• DOCUMENT TEXT:
Armand, the nubile Venetian, the living, breathing remnant of the high Renaissance, narrates his own story here, and his world-weary perspective is a subdued contrast to the bombast of Rice's usual hero, the egomaniacal rock star/French fop Lestat. A complicated, sexually ambiguous pretty boy with an evolving but perpetually twisted relationship to Christianity, Armand at times comes across as endearingly muddled as any modern teen. Unfortunately, he can also be just as irritating. He may be 500 years old, but Armand apparently still has neither the depth to passionately probe his religious mysteries with convincing fervor nor the sense of humor to see the ridiculousness of his quests.

Interview with the Vampire revolutionized the stale bat-wings-and-fangs vampire genre because it was edgy, sexy and perversely funny. But two decades on, Rice's readers now find themselves in a double bind of tedium-inducing traps. Those familiar with the series have already trod much of the same lore in prior novels, while newcomers will find a whole passel of plot holes, many hastily plugged in with Truman Show-style product placement for Rice's other books. The result is a literary terrain that once teemed with gloriously amoral immortals but is now cluttered with a mess of clunky exposition.

There are still moments when Rice appears to be having fun -- she can fill a scene with enough voluptuous descriptions of silk- and velvet-swathed surroundings to fill a year's worth of J. Peterman catalogs. And it takes nothing short of brass cojones to make literal the obvious parallels between Christian lore and horror. Jesus invites his followers to drink of his blood; Rice's night crawlers brashly take him up on the offer. But gorgeous scenery and cheeky mysticism can't help an unfocused plot, and they can't turn a great supporting character into a real hero. Armand, for all his travels and all his adventures, emerges as a boy meandering through history in a preternatural state of adolescent angst.

His ennui isn't helped by the addition of a progressively less engaging cast of side characters. Armand's colorful Renaissance coterie of artists, courtesans and occasional psychotics are eventually replaced by two human companions -- a slightly daft piano prodigy and a street-smart 12-year-old whose stomach for gore is the only thing keeping him from being the cute sidekick who winds up in Jim Belushi movies. Ultimately, though, it is title character Armand who is the book's biggest draw and its weakest link. The sad, beautiful youth, so mesmerizing in previous glimpses, is all tapped out here. The best parts of his story have already been revealed in Rice's earlier novels. What's left behind is a dour little Botticelli angel, colorless as a freshly drained corpse. It seems at long last, Armand and company are facing the inevitable pitfall of vampirism -- when you live forever, it's entirely possible you may eventually wear out your welcome.

• PROBLEM DETAILS:
Give everything in the book review from "Interview with the" down to "of clunky exposition.", swapping "tedium-inducing" for "boredom-inducing".

• DATA EXCERPT:
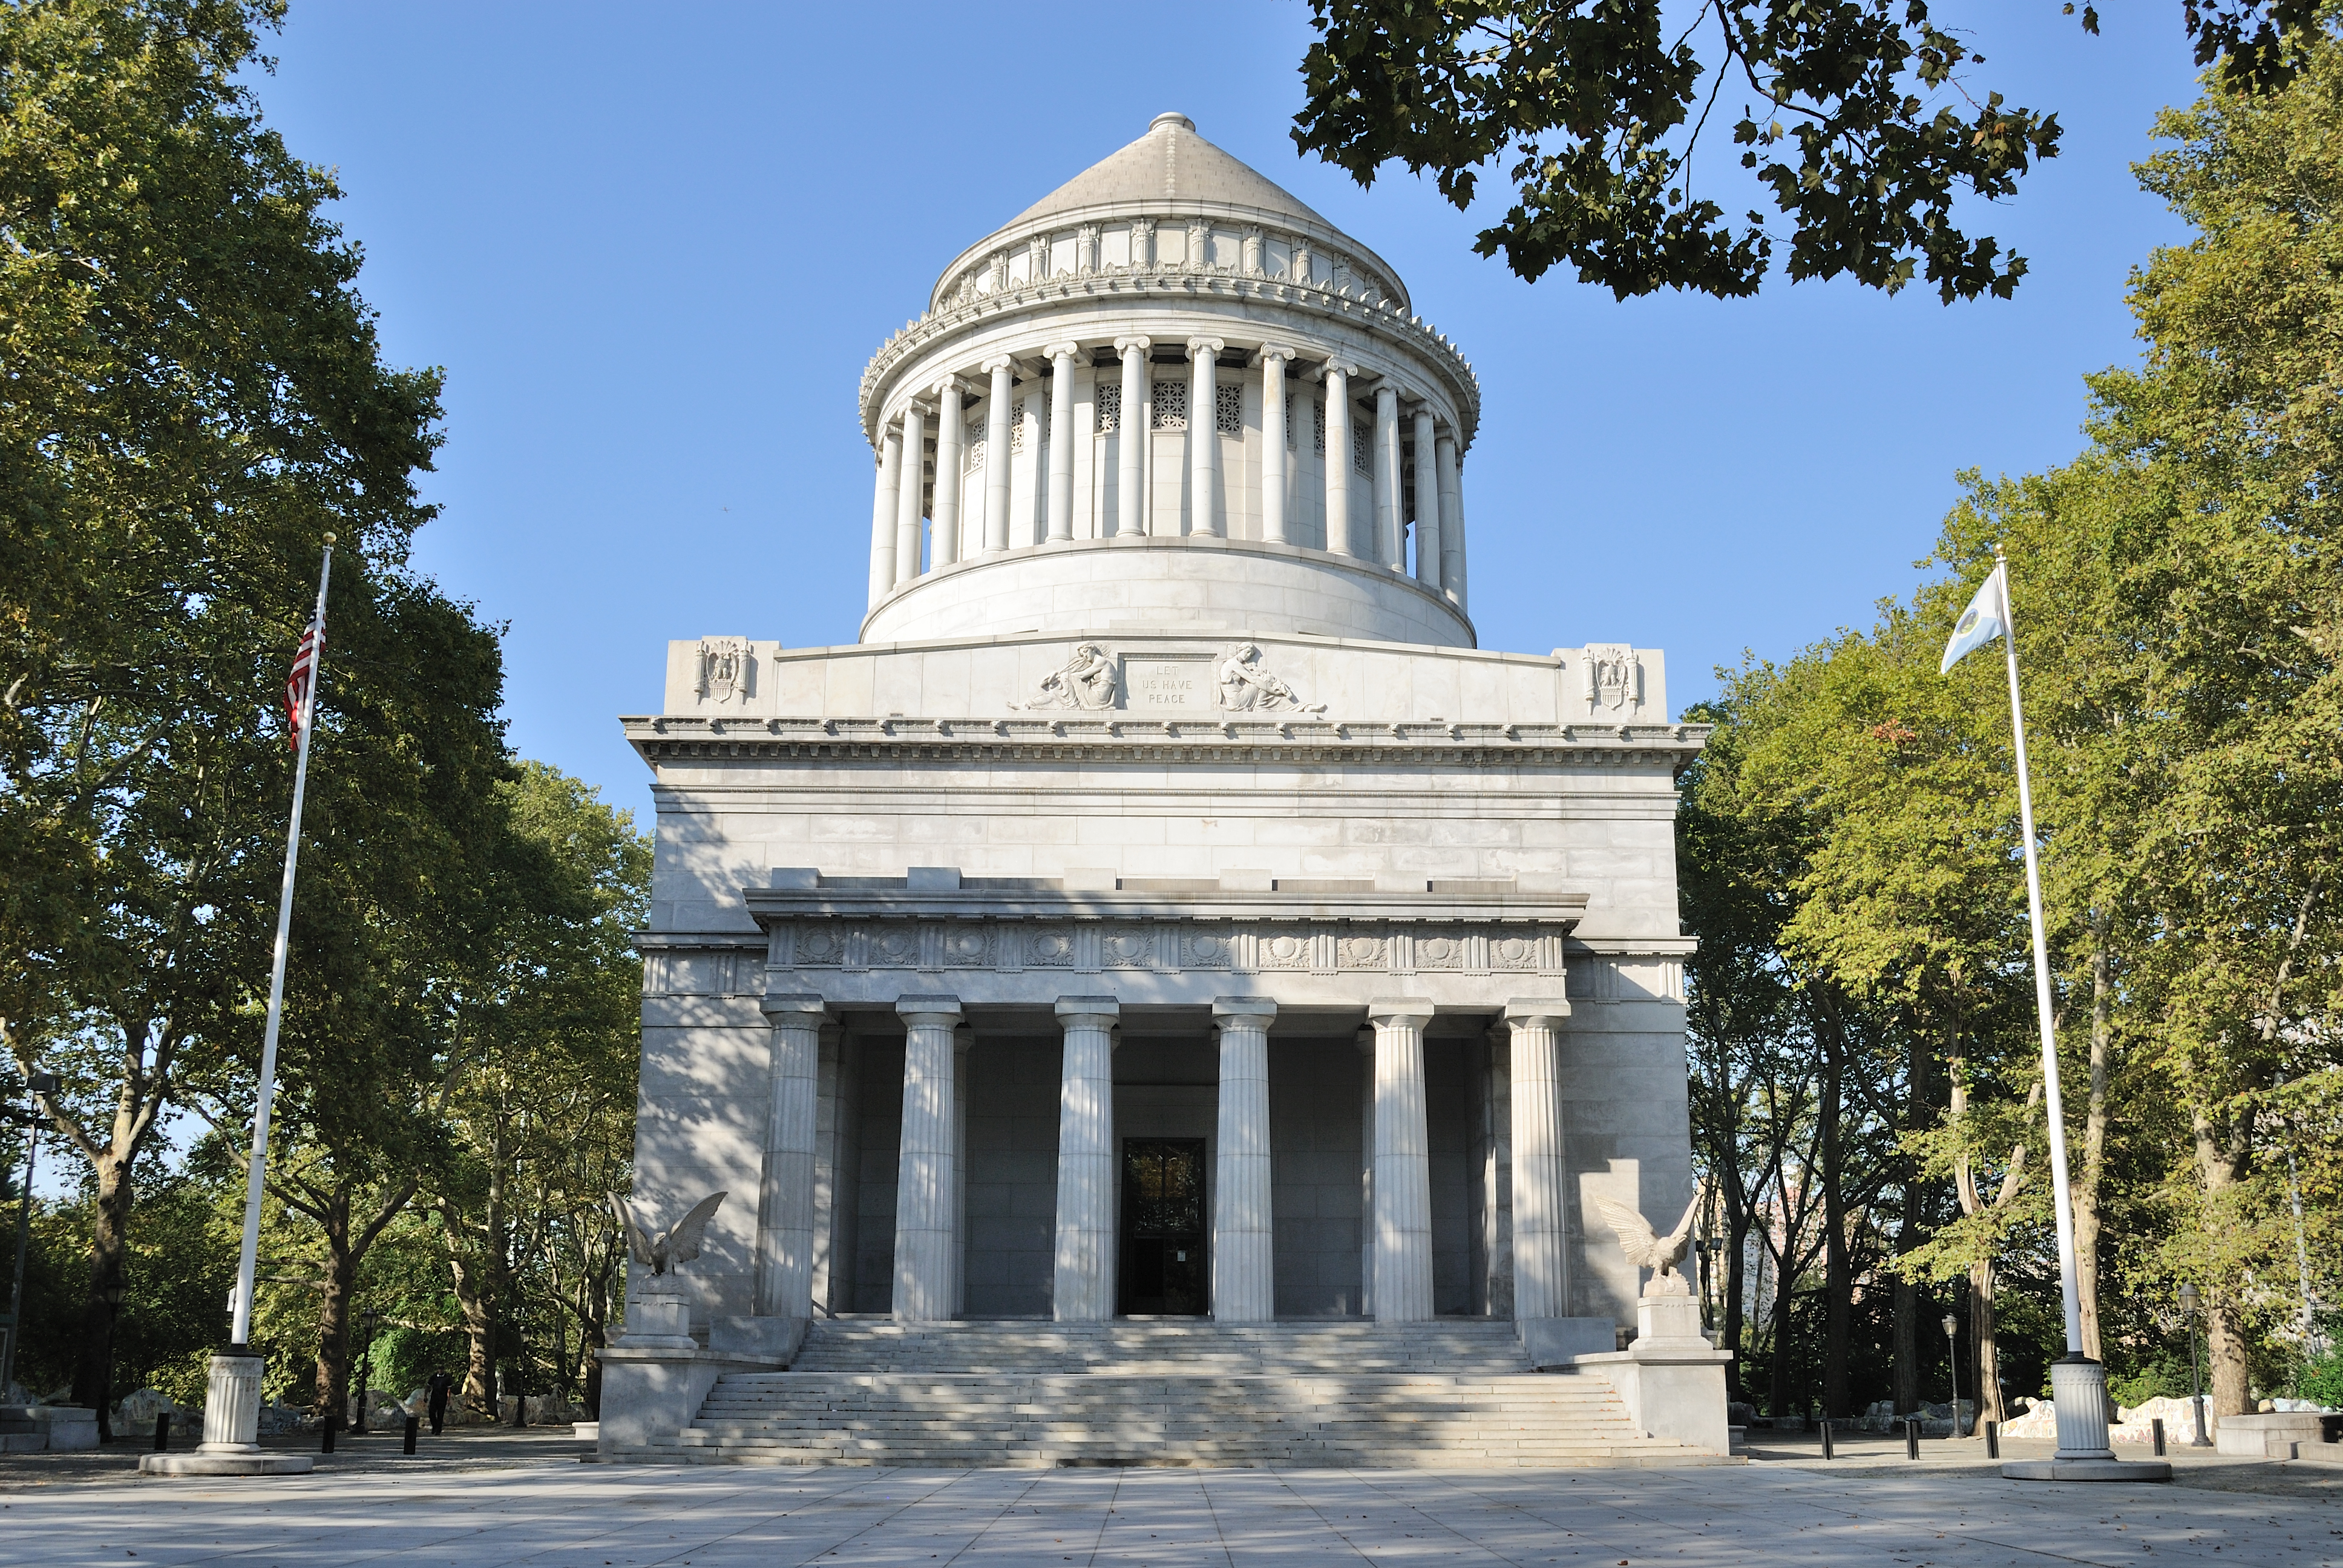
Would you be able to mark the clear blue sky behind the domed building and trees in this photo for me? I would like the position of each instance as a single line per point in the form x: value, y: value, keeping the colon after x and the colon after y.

• YOUR SOLUTION:
Interview with the Vampire revolutionized the stale bat-wings-and-fangs vampire genre because it was edgy, sexy and perversely funny. But two decades on, Rice's readers now find themselves in a double bind of boredom-inducing traps. Those familiar with the series have already trod much of the same lore in prior novels, while newcomers will find a whole passel of plot holes, many hastily plugged in with Truman Show-style product placement for Rice's other books. The result is a literary terrain that once teemed with gloriously amoral immortals but is now cluttered with a mess of clunky exposition.